[[ RECORDS PROVIDED, beginning ]]
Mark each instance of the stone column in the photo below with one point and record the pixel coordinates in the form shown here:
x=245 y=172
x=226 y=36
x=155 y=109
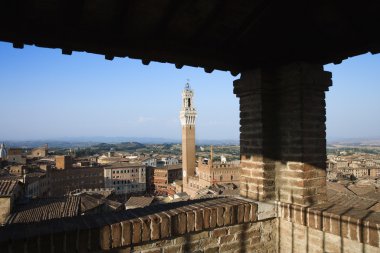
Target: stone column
x=283 y=139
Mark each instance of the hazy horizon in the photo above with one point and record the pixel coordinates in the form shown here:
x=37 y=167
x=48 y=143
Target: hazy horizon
x=46 y=95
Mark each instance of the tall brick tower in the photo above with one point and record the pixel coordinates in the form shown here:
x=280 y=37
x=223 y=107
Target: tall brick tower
x=187 y=117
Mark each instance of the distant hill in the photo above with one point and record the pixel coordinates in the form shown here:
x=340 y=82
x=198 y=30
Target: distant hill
x=127 y=142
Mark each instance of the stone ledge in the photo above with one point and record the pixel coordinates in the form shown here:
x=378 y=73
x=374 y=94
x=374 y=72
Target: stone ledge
x=348 y=222
x=128 y=228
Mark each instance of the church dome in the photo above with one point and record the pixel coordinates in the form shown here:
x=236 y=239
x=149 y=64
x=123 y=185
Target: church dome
x=3 y=151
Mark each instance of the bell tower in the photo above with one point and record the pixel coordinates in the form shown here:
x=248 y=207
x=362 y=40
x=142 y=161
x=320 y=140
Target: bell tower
x=187 y=117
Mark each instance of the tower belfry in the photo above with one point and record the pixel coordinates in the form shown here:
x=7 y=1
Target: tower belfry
x=187 y=117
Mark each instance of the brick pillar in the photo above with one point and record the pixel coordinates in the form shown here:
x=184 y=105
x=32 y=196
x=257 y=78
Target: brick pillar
x=283 y=139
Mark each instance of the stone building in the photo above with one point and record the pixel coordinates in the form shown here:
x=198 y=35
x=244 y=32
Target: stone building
x=10 y=191
x=63 y=162
x=3 y=152
x=187 y=118
x=125 y=178
x=163 y=177
x=39 y=152
x=64 y=181
x=16 y=156
x=280 y=49
x=205 y=173
x=36 y=185
x=18 y=170
x=210 y=173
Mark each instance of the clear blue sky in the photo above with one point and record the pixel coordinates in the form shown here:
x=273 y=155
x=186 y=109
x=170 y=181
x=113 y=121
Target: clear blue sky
x=47 y=95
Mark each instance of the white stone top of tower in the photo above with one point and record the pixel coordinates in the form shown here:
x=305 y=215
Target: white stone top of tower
x=3 y=151
x=188 y=112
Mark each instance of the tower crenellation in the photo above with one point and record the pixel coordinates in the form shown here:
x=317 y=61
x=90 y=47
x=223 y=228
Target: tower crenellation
x=188 y=115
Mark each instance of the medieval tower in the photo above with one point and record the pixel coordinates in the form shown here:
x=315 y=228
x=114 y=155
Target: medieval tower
x=187 y=117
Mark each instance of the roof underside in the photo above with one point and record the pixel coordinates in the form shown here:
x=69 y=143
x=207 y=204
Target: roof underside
x=214 y=34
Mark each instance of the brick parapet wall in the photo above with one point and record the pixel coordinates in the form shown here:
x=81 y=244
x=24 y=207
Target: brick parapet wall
x=350 y=223
x=282 y=133
x=223 y=219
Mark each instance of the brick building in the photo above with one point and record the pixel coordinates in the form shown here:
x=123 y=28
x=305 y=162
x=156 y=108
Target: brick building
x=125 y=178
x=164 y=176
x=63 y=181
x=63 y=162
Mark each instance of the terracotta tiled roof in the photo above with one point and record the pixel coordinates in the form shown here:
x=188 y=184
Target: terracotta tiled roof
x=134 y=202
x=45 y=209
x=7 y=187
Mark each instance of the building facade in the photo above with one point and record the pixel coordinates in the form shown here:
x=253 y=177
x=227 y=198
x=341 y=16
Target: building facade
x=64 y=181
x=163 y=177
x=187 y=117
x=125 y=178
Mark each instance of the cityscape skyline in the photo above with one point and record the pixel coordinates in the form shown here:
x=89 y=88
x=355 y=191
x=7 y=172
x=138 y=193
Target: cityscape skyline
x=55 y=99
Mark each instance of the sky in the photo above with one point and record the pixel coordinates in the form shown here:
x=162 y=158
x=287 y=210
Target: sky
x=47 y=95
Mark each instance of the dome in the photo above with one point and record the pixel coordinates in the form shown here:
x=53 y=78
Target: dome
x=3 y=151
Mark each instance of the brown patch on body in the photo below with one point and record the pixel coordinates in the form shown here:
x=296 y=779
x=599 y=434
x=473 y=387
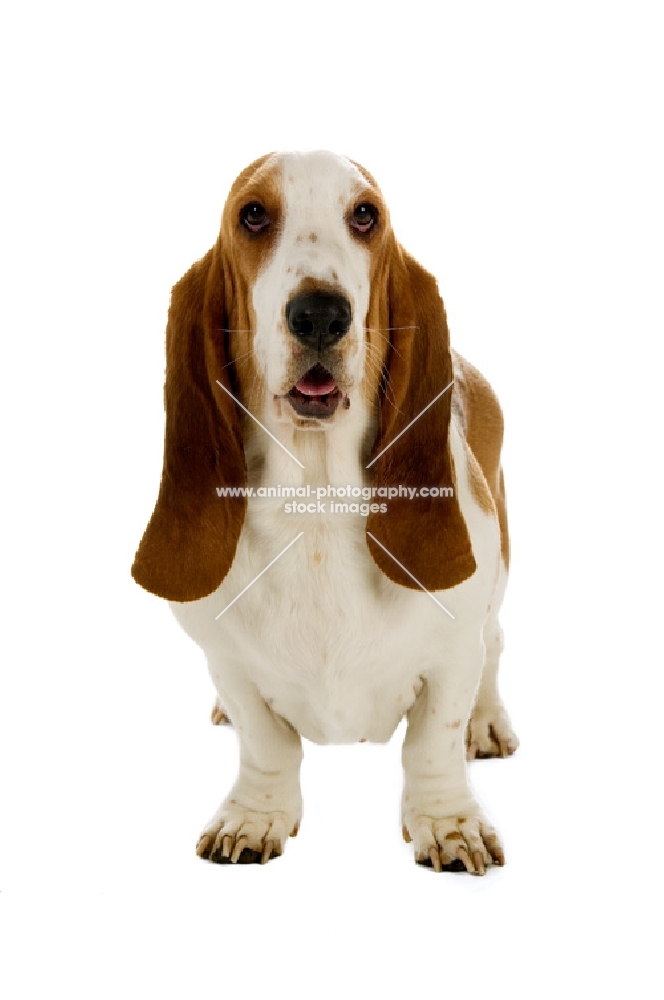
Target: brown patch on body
x=481 y=418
[[ RECORDS PROVIDED, end ]]
— WHAT TO WORK ON —
Repeat every record exactly, but not the pictures.

— ANSWER BOX —
Mark each instance of the stone column in the photo below with one point and record the pixel coordinates in the form shown here:
x=245 y=172
x=226 y=36
x=155 y=109
Target: stone column
x=283 y=139
Mark each instance of the hazy horizon in the photo above with one point and record the pixel coordinates in the form shown here:
x=37 y=167
x=48 y=143
Target: hazy horizon
x=46 y=95
Mark each instance of the tall brick tower in the photo above with one point and record the pixel coordinates in the form shown here:
x=280 y=37
x=223 y=107
Target: tall brick tower
x=187 y=117
Mark each instance of the distant hill in the photo above with one point and record the pixel coordinates in the form shown here:
x=340 y=82
x=198 y=30
Target: distant hill
x=127 y=142
Mark each instance of the stone ledge in the photo above with one point and record the pixel coordinates in the form shown here:
x=378 y=73
x=374 y=94
x=374 y=72
Target: stone ledge
x=348 y=222
x=128 y=228
Mark each instance of the church dome in the photo above with one point and record the pixel coordinates in the form shown here:
x=236 y=239
x=149 y=64
x=123 y=185
Target: church dome
x=3 y=151
Mark each instance of the bell tower in the photo above with one point and record the pixel coordinates in the form shown here:
x=248 y=207
x=362 y=40
x=142 y=161
x=320 y=140
Target: bell tower
x=187 y=117
Mark each instance of the tower belfry in the photo above with one point and record the pixel coordinates in the form shown here:
x=7 y=1
Target: tower belfry
x=187 y=117
Mark each instance of the brick pillar in the photo above with one point and record the pixel coordinates in the form shown here:
x=184 y=105
x=32 y=196
x=257 y=78
Target: brick pillar
x=283 y=139
Mark each instance of the stone building in the photo above with one point and record the pixel coordinates in the form shown here:
x=198 y=35
x=244 y=32
Target: stone building
x=10 y=191
x=63 y=162
x=3 y=152
x=187 y=118
x=125 y=178
x=163 y=177
x=39 y=152
x=64 y=181
x=16 y=156
x=280 y=49
x=205 y=173
x=36 y=185
x=18 y=170
x=210 y=173
Mark each instance of the clear blue sky in the photo above with one point and record the pixel coordinates in the form shown here:
x=273 y=155
x=186 y=109
x=170 y=181
x=113 y=121
Target: clear blue sky
x=47 y=95
Mark each instance of the white stone top of tower in the photo above with one point and record the pixel coordinates in the form shown here:
x=305 y=215
Target: white stone top of tower
x=3 y=151
x=188 y=112
Mark each instance of the tower crenellation in the photo above with one point and record the pixel coordinates in the form shown here:
x=317 y=61
x=90 y=47
x=223 y=228
Target: tower crenellation
x=188 y=115
Mark each instance of the medieval tower in the photo above with one point and record the pixel coordinates in the form shown here:
x=315 y=228
x=114 y=155
Target: medieval tower
x=187 y=117
Mark each instance of the roof underside in the photo above with one point and record the pixel coordinates in the form shown here:
x=69 y=143
x=207 y=204
Target: roof underside
x=214 y=34
Mark each instance of the brick parapet wall in the photo above with one point and record the pixel coordinates in the form shown here:
x=81 y=244
x=24 y=207
Target: brick parapet wall
x=350 y=223
x=282 y=133
x=223 y=219
Mark each instance of the brick building in the photo above with one point and record the pixel coordinates in the form shown here:
x=123 y=28
x=305 y=162
x=156 y=108
Target: brick building
x=125 y=178
x=164 y=176
x=63 y=181
x=63 y=162
Mark each instance of the terracotta tiled roof in the photo above with one point and record the pixel coordinates in the form shown here:
x=188 y=184
Target: terracotta tiled roof
x=134 y=202
x=45 y=209
x=7 y=187
Mark each instance of the building facade in the photo above with one point and record the pixel coordinates in the form shown here:
x=253 y=177
x=227 y=198
x=341 y=16
Target: building facade
x=64 y=181
x=163 y=177
x=187 y=117
x=125 y=178
Mark each instance of the cityscape skyline in the photo above with one point and record the pixel coordinates in the form shown here:
x=89 y=88
x=355 y=191
x=7 y=172
x=138 y=193
Target: cityscape skyline
x=55 y=99
Mark each instance of the sky in the photo above with one point and record the pixel coordinates in the form shown here:
x=162 y=158
x=287 y=210
Target: sky
x=47 y=95
Mark each instance of the dome in the photo above with one point and record the pixel coordinates in the form shown here:
x=53 y=78
Target: dome
x=3 y=151
Mark each instance of the brown patch on body in the photo below with one point and record the pixel coordinates in the form shown here:
x=296 y=779
x=599 y=434
x=473 y=387
Target: brown patch on body
x=481 y=418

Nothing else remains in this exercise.